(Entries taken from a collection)
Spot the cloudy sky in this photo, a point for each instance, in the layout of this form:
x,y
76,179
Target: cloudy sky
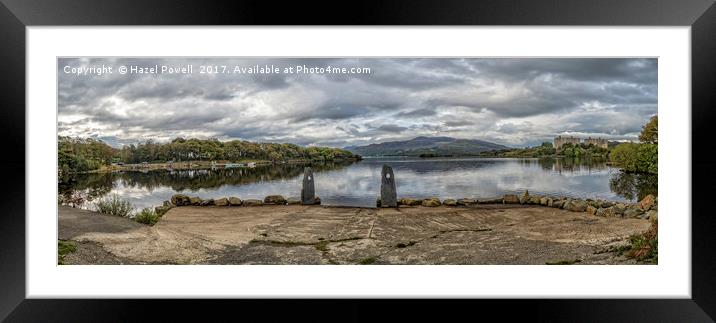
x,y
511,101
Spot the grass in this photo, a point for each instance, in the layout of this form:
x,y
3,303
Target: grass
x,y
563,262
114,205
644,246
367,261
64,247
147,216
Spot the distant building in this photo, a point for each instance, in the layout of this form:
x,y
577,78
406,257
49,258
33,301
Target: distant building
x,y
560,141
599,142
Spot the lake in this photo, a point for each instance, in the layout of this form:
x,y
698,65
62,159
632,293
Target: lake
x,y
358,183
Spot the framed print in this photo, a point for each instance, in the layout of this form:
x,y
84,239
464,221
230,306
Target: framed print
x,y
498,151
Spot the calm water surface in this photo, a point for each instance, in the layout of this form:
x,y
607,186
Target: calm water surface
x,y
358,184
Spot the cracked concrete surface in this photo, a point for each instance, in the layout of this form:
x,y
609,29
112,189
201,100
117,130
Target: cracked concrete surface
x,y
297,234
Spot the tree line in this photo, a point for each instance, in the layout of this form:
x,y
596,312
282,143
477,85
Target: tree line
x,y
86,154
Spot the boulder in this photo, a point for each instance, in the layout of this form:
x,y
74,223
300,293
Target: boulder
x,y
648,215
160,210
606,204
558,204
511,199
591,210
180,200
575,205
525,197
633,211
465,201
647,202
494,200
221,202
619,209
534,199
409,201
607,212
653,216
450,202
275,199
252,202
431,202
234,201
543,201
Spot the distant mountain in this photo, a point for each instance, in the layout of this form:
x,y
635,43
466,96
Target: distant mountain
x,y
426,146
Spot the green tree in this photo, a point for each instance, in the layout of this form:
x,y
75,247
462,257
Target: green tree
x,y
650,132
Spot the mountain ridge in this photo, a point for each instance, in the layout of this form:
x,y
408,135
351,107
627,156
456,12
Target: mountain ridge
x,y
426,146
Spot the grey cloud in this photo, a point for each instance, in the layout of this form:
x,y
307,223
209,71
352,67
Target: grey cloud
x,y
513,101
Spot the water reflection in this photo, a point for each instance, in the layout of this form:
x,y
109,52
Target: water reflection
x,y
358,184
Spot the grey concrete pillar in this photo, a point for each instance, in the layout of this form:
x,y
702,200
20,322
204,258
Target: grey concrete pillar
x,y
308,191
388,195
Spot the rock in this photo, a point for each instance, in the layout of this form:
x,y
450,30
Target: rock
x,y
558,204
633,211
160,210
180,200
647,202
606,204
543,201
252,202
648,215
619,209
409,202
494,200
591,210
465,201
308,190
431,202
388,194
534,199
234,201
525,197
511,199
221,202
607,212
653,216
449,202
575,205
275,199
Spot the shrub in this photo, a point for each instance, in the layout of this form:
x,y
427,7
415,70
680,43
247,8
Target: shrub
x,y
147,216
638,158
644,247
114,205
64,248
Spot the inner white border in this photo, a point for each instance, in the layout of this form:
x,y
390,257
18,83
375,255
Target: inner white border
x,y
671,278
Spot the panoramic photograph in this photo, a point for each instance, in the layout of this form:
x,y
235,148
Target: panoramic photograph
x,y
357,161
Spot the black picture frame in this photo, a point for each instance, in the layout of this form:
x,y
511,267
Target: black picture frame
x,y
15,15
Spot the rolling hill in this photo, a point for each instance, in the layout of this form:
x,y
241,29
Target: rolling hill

**YOUR GOAL**. Reply with the number of lines in the entries that hold the word "rolling", and add no other words.

**TASK OUTPUT**. 2